**** Supplied passage ****
The Light, through

 

 

 

by Cynthia Penna

 

 

Artworks are physically installed in the spaces of ART1307 Studio in Napoli Italy, at Rampe S. Antonio a Posillipo 104 Napoli

Two artistic personalities put together for the first time in a virtual exhibition that talks of light, color, crossings and transits, shadows and hope.

Works that apparently seem to belong to the same pictorial “family”, seem to have a world in common and instead, going deeper into the single themes dear to the artists, differences appear very evident.

A common universe is to be found in the light, in the influence of Californian light on the works and in the practice of surfing as a way of life and spirituality.

Perhaps a common aesthetic background inspired by John McLaughlin’s minimalist and hard-hedge experiments directs the research of both artists towards a kind of abstract art made up of planes of color alternating with planes of “light” that seem to chase each other indefinitely. This pictorial grammar leads to a meditative introspection on the relationship between man and Nature this last one declined as energy of light, as an immersive experience in an atmosphere of rarefied light that links them to the Californian movement “Light and Space”.

But the connections between the twos end here: Evans’ language is more aimed at an abstraction that finds its foundation in the daily experience of confronting the natural power of the ocean through the practice of surfing. A practice that becomes a philosophy of life; relationship with space as the spatiality of the ocean and relationship with the light that is reflected from it. A link to a naturalistic universe that in Evans shuns any descriptive reference, but which is consolidated through the alternation of fields of color and fields of light.
**** Information provided ****
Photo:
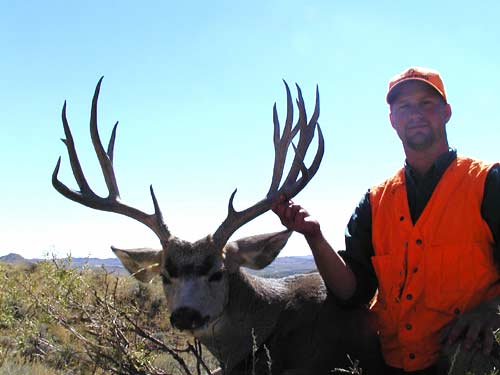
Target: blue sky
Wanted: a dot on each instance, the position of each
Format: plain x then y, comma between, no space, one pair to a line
****
List of tasks:
- a) In the exhibition text, begin at the words "by Cynthia Penna" and stop after "appear very evident.". Write that stretch out again with "exhibition" changed to "show".
- b) Do these statements agree with the exhibition text? Answer each with yes or no and quote the words that decide it.
(i) The artworks are physically installed at ART1307 Studio in Napoli.
(ii) This is the second time the two artists have been shown together.
(iii) Evans's abstraction depends on descriptive references to nature.
- c) The exhibition text says the virtual exhibition "talks of" several subjects. List all of them.

Exercise solutions:
- a)
by Cynthia Penna

 

 

Artworks are physically installed in the spaces of ART1307 Studio in Napoli Italy, at Rampe S. Antonio a Posillipo 104 Napoli

Two artistic personalities put together for the first time in a virtual show that talks of light, color, crossings and transits, shadows and hope.

Works that apparently seem to belong to the same pictorial “family”, seem to have a world in common and instead, going deeper into the single themes dear to the artists, differences appear very evident.

- b)
(i) Yes: "Artworks are physically installed in the spaces of ART1307 Studio in Napoli Italy"
(ii) No: "Two artistic personalities put together for the first time in a virtual exhibition"
(iii) No: "A link to a naturalistic universe that in Evans shuns any descriptive reference"

- c) light, color, crossings, transits, shadows, hope